BEGIN Records for this task
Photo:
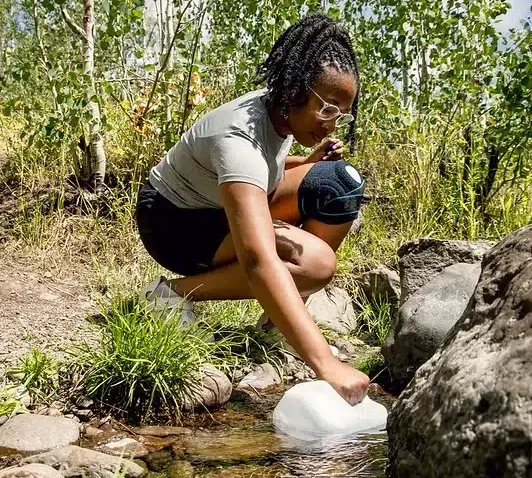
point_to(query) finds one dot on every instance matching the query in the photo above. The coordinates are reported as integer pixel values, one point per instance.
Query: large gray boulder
(73, 461)
(425, 319)
(468, 411)
(30, 434)
(422, 259)
(33, 470)
(213, 392)
(263, 378)
(332, 309)
(381, 284)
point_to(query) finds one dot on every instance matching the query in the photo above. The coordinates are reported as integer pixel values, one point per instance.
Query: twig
(75, 28)
(165, 62)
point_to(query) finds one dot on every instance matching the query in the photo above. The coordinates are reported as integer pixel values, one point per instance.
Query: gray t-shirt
(234, 142)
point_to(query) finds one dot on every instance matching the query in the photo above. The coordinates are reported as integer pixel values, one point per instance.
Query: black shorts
(182, 240)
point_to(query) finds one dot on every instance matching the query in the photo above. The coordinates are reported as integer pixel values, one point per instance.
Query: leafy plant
(9, 401)
(375, 317)
(40, 374)
(372, 364)
(144, 363)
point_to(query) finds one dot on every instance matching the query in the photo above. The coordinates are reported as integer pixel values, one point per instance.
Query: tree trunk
(44, 56)
(404, 67)
(467, 160)
(2, 43)
(97, 153)
(169, 33)
(98, 160)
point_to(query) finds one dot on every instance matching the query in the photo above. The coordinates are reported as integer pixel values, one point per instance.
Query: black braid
(297, 59)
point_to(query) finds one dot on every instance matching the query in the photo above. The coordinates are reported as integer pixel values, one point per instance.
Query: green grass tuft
(9, 402)
(40, 374)
(146, 364)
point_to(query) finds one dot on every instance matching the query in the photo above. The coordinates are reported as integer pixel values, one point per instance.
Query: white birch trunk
(44, 57)
(2, 43)
(169, 35)
(98, 160)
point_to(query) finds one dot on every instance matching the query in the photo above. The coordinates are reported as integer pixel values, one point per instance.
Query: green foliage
(374, 318)
(40, 374)
(9, 403)
(145, 364)
(372, 364)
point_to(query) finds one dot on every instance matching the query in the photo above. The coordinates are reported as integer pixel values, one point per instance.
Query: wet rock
(159, 461)
(84, 402)
(213, 392)
(73, 461)
(33, 470)
(263, 378)
(332, 308)
(345, 347)
(381, 284)
(162, 431)
(468, 411)
(423, 259)
(252, 470)
(241, 396)
(53, 412)
(425, 319)
(238, 445)
(30, 434)
(127, 447)
(92, 432)
(181, 469)
(84, 415)
(156, 444)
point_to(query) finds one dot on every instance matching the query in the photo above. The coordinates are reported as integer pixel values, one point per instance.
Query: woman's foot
(161, 298)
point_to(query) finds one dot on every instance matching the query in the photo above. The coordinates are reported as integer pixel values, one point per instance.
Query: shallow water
(251, 448)
(364, 456)
(239, 441)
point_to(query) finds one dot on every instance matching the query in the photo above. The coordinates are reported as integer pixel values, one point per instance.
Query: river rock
(214, 391)
(332, 308)
(127, 447)
(73, 461)
(425, 319)
(30, 434)
(263, 378)
(422, 259)
(468, 411)
(32, 470)
(381, 284)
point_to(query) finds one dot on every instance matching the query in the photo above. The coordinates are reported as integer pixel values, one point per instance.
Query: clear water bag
(314, 410)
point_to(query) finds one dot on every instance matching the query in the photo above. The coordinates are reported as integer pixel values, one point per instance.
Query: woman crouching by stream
(229, 210)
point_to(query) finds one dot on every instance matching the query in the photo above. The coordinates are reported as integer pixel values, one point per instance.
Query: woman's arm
(272, 284)
(253, 235)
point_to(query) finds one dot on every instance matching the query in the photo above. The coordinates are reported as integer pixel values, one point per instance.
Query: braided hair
(297, 59)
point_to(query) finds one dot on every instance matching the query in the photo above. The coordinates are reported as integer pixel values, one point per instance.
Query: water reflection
(364, 456)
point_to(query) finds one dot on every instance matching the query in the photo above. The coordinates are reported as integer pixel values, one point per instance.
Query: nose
(330, 126)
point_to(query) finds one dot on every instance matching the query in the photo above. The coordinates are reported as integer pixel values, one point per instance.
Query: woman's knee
(313, 259)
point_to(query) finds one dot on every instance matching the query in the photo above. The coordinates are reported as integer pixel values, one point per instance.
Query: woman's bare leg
(308, 252)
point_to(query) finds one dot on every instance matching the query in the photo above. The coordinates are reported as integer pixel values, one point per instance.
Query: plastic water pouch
(314, 410)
END Records for this task
Produce the data again character for character, with the images left out.

* _Answer section_:
Photo:
point_to(query) finds one dot on every instance matching the query in the photo above. The coordinates are reported as integer pixel values, one point per instance.
Query: large gray boulder
(73, 461)
(425, 319)
(468, 411)
(30, 434)
(422, 259)
(33, 470)
(213, 392)
(263, 378)
(332, 309)
(381, 284)
point_to(query) finds one dot on every instance matching the query in the photo above. The coordinates are reported as integer pixel values, one point per instance.
Query: twig
(75, 28)
(165, 62)
point_to(query) finds one dot on every instance matching the query in the photo above. The coordinates are reported as integer pixel values, one point per instance.
Query: gray t-shirt
(234, 142)
point_to(query) finds one dot on every instance matching the query in the photo above. The coordinates are reported as integer pixel values, one point per instance.
Query: black shorts
(182, 240)
point_to(query) finds one dot on every instance matching the query in the photo above. The coordinates are reported as integer pixel values, one point per instance.
Query: leafy plant
(9, 401)
(375, 317)
(40, 374)
(372, 364)
(144, 363)
point_to(query) finds one dot on every instance matching the query in the photo above. The coordinates are reported as integer pixel values, one point per instance.
Query: tree trunk
(44, 56)
(404, 67)
(467, 160)
(2, 43)
(97, 153)
(169, 33)
(98, 160)
point_to(query) finds one dot on every instance matching the query in the photo above. The coordinates are reported as integer pixel values, one point per instance.
Query: black braid
(297, 59)
point_to(query) finds one dot on every instance matching the query in the photo above. The coordinates are reported as integer pixel values, one point per instance.
Query: green grass tuft
(9, 402)
(40, 374)
(146, 364)
point_to(query) finds one dot on every instance matching the query in the photo above. The coordinates are reported as integer pixel values, one point per instance.
Query: white birch trunk
(44, 57)
(2, 43)
(169, 35)
(98, 160)
point_to(query) finds one dot on every instance matching the query in the photo above. The coordinates are reported as integer pixel values, one point per instance.
Query: green foliage
(374, 318)
(40, 374)
(9, 403)
(145, 364)
(372, 364)
point_to(query) finds one dot on every instance matching the query in the photo above. The coordinates are reported as integer pixel values, one point per instance.
Query: wet rock
(159, 461)
(84, 402)
(213, 392)
(73, 461)
(33, 470)
(263, 378)
(332, 308)
(345, 347)
(381, 284)
(162, 431)
(468, 411)
(423, 259)
(252, 470)
(241, 396)
(53, 412)
(425, 319)
(238, 445)
(30, 434)
(127, 447)
(92, 432)
(181, 469)
(84, 415)
(156, 444)
point_to(query) finds one dot on every instance matching the query in the photo above. The coordinates are reported as integer pixel values, one point per instance.
Query: woman's foot
(161, 298)
point_to(query) finds one dot on every instance matching the query in the photo above. The coordinates are reported as integer pixel values, one point per instance.
Query: shallow water
(251, 448)
(364, 456)
(239, 441)
point_to(query) finds one dot on every instance matching the query in the photo above. The coordinates are reported as integer pixel values, one point per instance.
Query: river rock
(214, 391)
(332, 308)
(127, 447)
(73, 461)
(425, 319)
(30, 434)
(263, 378)
(422, 259)
(468, 411)
(32, 470)
(381, 284)
point_to(query) finds one dot on every instance matching the query in the photo above. The coordinates are reported as integer pixel values, one point per instance.
Query: clear water bag
(314, 410)
point_to(query) finds one dot on every instance matching the query in the photo above. The coordinates are reported as integer pixel values, one point per instance.
Query: woman crouching by stream
(229, 210)
point_to(query) finds one dot on every instance matching the query in the photo above. The coordinates are reported as integer pixel values, one point per instance.
Query: woman's arm
(272, 284)
(253, 235)
point_to(query) finds one dot on every instance matching the query in the photo above. The coordinates are reported as integer pixel values, one point per instance.
Query: braided hair
(297, 59)
point_to(query) finds one dot on every instance matching the query in the photo above. The coordinates are reported as integer pixel values, one point per instance.
Query: water reflection
(364, 456)
point_to(query) finds one dot on every instance matching the query in the photo above. The coordinates are reported as integer pixel values, one point per instance.
Query: nose
(330, 126)
point_to(query) finds one dot on every instance matching the query in the photo above. The coordinates are reported as integer pixel values, one point per instance.
Query: woman's knee
(313, 259)
point_to(query) finds one dot on every instance matching the query in the photo above. The coordinates are reported as integer pixel values, one point per instance.
Query: woman's bare leg
(308, 252)
point_to(query) finds one dot on every instance matching the query in the photo above. The coordinates are reported as integer pixel values, one point per instance.
Query: plastic water pouch
(314, 410)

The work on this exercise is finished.